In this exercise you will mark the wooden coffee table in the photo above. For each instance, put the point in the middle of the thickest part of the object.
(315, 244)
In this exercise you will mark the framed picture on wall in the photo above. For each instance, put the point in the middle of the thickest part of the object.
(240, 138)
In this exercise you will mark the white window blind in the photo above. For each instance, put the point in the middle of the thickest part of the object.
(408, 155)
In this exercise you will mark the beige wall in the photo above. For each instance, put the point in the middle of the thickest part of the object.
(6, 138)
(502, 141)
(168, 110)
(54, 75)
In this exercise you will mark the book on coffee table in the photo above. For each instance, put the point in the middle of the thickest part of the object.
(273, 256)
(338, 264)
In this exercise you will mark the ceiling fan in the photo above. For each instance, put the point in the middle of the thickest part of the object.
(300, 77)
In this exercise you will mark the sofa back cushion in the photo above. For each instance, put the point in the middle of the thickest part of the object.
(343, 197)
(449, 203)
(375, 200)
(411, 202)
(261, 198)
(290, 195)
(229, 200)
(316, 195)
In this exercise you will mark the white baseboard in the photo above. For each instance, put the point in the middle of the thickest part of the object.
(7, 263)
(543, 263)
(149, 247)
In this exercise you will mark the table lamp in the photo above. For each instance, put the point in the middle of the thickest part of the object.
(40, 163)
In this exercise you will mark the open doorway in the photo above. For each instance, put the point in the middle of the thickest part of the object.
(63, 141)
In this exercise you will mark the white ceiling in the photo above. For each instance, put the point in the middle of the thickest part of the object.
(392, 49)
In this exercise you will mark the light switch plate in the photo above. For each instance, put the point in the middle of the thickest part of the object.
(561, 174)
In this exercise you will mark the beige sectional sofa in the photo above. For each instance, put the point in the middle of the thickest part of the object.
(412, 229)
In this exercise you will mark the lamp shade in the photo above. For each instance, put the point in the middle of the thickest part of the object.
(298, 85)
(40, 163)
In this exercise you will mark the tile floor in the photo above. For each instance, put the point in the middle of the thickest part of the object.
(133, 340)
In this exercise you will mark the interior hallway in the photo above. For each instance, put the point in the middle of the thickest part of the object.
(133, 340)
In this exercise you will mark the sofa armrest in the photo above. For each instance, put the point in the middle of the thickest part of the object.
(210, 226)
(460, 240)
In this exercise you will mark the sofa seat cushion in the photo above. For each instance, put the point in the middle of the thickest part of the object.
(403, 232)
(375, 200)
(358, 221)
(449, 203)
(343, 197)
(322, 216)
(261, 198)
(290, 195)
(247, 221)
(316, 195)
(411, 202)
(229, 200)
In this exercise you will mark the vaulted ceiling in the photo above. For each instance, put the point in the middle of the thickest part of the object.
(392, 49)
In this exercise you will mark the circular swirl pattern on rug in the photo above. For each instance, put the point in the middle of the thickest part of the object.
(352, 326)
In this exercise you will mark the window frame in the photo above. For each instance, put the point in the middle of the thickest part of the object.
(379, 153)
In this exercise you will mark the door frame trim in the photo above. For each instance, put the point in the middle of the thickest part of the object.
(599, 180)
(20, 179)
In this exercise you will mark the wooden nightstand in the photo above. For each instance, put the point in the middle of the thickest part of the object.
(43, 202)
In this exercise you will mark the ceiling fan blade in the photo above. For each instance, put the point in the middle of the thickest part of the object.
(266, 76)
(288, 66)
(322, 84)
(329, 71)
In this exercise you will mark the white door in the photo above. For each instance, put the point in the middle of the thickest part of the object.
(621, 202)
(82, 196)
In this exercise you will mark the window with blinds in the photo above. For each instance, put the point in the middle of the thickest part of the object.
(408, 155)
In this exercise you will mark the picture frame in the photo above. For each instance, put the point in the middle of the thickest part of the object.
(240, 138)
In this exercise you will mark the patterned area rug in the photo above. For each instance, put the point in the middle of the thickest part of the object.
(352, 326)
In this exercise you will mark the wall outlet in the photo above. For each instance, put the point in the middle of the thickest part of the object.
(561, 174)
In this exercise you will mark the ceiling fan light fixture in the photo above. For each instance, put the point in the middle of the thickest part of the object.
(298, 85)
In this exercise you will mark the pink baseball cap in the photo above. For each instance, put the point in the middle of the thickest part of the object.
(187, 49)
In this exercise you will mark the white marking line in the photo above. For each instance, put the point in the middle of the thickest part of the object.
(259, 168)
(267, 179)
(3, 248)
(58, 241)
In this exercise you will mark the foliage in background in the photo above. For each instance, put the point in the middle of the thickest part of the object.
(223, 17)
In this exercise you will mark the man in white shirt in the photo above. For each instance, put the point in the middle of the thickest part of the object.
********************
WHAT IS EXPECTED — From the first line to the last, please write out the entries exactly.

SOLUTION TO THE EXERCISE —
In this exercise you will mark the wooden coffee table in the photo above. For each instance, put the point in the middle of the thickest part of the object.
(315, 244)
In this exercise you will mark the framed picture on wall in the photo above. For each instance, put the point in the middle of the thickest part of the object.
(240, 138)
In this exercise you will mark the white window blind in the photo above. For each instance, put the point in the middle of the thickest part of the object.
(408, 155)
In this exercise you will mark the beige wall in the photo above. For each instance, put the point in the middle of the thickest part of the object.
(6, 138)
(502, 141)
(168, 110)
(54, 75)
In this exercise you will mark the book on coffee table in the photo above. For each instance, put the point in the middle of the thickest part of the object.
(273, 256)
(338, 264)
In this exercise you will mark the ceiling fan in the photo above. For each instance, put the point in the middle of the thickest part of the object.
(300, 77)
In this exercise you will mark the sofa back cushion in the photo above. For each instance, put the point in the middle of the thickest part of the object.
(343, 197)
(449, 203)
(375, 200)
(411, 202)
(261, 198)
(290, 195)
(229, 200)
(316, 195)
In this exercise you will mark the white baseboard in the photo above. For each instance, put the point in the middle of the thickest part of the object.
(7, 263)
(543, 263)
(149, 247)
In this exercise you will mark the table lamp in the photo above. For each instance, put the point in the middle of the thickest part of the object.
(40, 163)
In this exercise you will mark the open doorway in the photo above. For each instance, put the point in the middle of the thickest part of the object.
(63, 141)
In this exercise you will mark the white ceiling in the photo above. For each instance, put the point in the middle of the thickest part of the object.
(392, 49)
In this exercise you will mark the light switch plate in the photo above. For each instance, put the point in the middle of the thickest part of the object.
(561, 174)
In this exercise you will mark the beige sectional sofa in the photo above. For each instance, put the point in the middle of the thickest part of the object.
(412, 229)
In this exercise you will mark the lamp shade in the photo above. For each instance, put the point in the middle of the thickest part of the object.
(298, 85)
(40, 163)
In this exercise you will mark the tile floor in the photo above. For each instance, put the point in the middle of the thickest part of the object.
(133, 340)
In this exercise you will mark the interior hallway in the photo above. For each instance, put the point in the middle of the thickest part of the object.
(133, 340)
In this exercise you will mark the sofa armrest in the photo above. For each instance, put the point in the middle of the thickest part of the object.
(210, 226)
(460, 240)
In this exercise you will mark the sofa seat cushion in the photo above. For each instance, put the point in the middle of the thickest part of the object.
(403, 232)
(375, 200)
(358, 221)
(449, 203)
(343, 197)
(322, 216)
(261, 198)
(290, 195)
(247, 221)
(316, 195)
(411, 202)
(229, 200)
In this exercise you will mark the vaulted ceiling in the photo above. For each instance, put the point in the middle of the thickest part of the object.
(392, 49)
In this exercise you will mark the circular swirl pattern on rug in the photo above. For each instance, put the point in the middle of the thickest part of the object.
(352, 326)
In this exercise you will mark the window frame in the photo above. For each instance, put the point in the middle of the thickest part of the object.
(379, 153)
In this exercise you will mark the door frame trim in the photo above. For each instance, put the point in the middle of the thickest part of the object.
(599, 180)
(20, 179)
In this exercise you will mark the wooden nightstand in the photo above. For each instance, put the point in the middle of the thickest part of the object.
(43, 202)
In this exercise you will mark the ceiling fan blade in the photo above. For each instance, put the point in the middle of the thickest part of the object.
(266, 76)
(288, 66)
(322, 84)
(329, 71)
In this exercise you will mark the white door in the photo above. For each instance, put the point in the middle of the thickest part of the object.
(621, 202)
(82, 196)
In this exercise you will mark the window with blinds in the photo above. For each instance, put the point in the middle of the thickest part of the object.
(408, 155)
In this exercise you will mark the picture frame in the photo above. For each instance, put the point in the middle of the thickest part of the object.
(240, 138)
In this exercise you will mark the patterned area rug in the photo above. For each instance, put the point in the middle of the thickest part of the object.
(352, 326)
In this exercise you will mark the wall outlet in the photo above. For each instance, put the point in the middle of the thickest part of the object.
(561, 174)
In this exercise you will mark the ceiling fan light fixture in the photo above. For each instance, put the point in the middle of the thickest part of the object.
(298, 85)
In this exercise you will mark the pink baseball cap in the photo above. For each instance, put the point in the middle of the thickest part of the object.
(187, 49)
In this exercise you will mark the white marking line in the photo above. For each instance, put the point in the middle of the thickest part of the object.
(259, 168)
(267, 179)
(3, 248)
(58, 241)
In this exercise you will mark the foliage in background in the photo above. For each instance, put the point in the middle of the thickest part of the object.
(223, 17)
In this exercise you will mark the man in white shirt in the photo above. For each instance, put the point in the middle of the thickest part of the object.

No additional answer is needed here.